Il est, avec Bob Houghton et Roy Hodgson, l'un des trois coachs les plus influents de l'histoire du Malmö FF. Antonio Duran est également à ce jour le premier et le dernier Espagnol à avoir dirigé un club suédois. Retour sur une épopée pleine d'amour.

Né à Arbucies, en Catalogne, Antonio Duran émigre aux Canaries, avec sa famille, alors qu’il n’a que 10 ans. C’est sur l’île qu’il tape la balle pour la première fois. Plutôt très bien d’ailleurs. Il a ainsi 18 ans lorsqu’il se fait repérer par un dirigeant du club de Cordoue, alors en vacances du côté de Tenerife. Quelques mois plus tard, Duran retrouve la péninsule et devient titulaire dans le milieu de terrain du club andalou. Ses buts, son abattage physique et son intelligence tactique finissent d’ailleurs par séduire l’Atlético Madrid. Les Colchoneros sont alors entraînés par Helenio Herrera qui deviendra le mentor footballistique de Duran. Aux cotés du futur coach intériste, le Catalan découvre les plaisirs des sessions d’entraînement intenses, le 4-2-4, mais aussi et surtout la concurrence de Larbi Ben Barek et d’Henry Carlsson. Les changements n’existant pas encore à l’époque, Duran joue peu. Trop peu. Pas de quoi le faire déprimer cependant, puisque, malgré leur rivalité, l’Espagnol et le joueur suédois deviennent très vite complices. De cette amitié naîtra d’ailleurs le surnom de Duran : « El traductor » .

§ **Données fournies**
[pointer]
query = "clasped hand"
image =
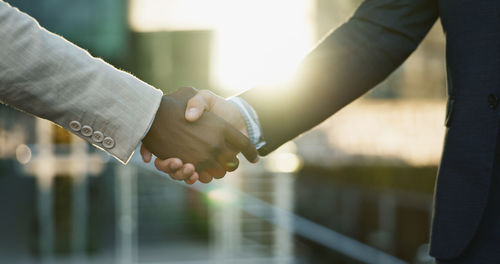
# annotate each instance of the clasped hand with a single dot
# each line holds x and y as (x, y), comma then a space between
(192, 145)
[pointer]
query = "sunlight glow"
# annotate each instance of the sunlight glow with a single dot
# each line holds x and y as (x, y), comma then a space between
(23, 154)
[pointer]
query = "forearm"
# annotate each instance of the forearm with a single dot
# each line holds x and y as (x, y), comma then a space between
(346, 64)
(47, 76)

---

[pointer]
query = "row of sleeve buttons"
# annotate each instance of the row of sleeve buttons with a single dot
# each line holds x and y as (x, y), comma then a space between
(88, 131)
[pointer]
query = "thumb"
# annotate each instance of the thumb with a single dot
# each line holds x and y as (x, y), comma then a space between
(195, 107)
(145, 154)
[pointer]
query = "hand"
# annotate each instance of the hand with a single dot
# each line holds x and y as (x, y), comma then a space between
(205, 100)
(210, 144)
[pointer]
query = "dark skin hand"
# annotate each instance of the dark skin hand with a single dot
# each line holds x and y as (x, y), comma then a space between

§ **Votre objectif**
D'après l'extrait consacré à Antonio Duran, à quel âge se fait-il repérer par un dirigeant du club de Cordoue ?

§ **Exercice terminé**
À 18 ans.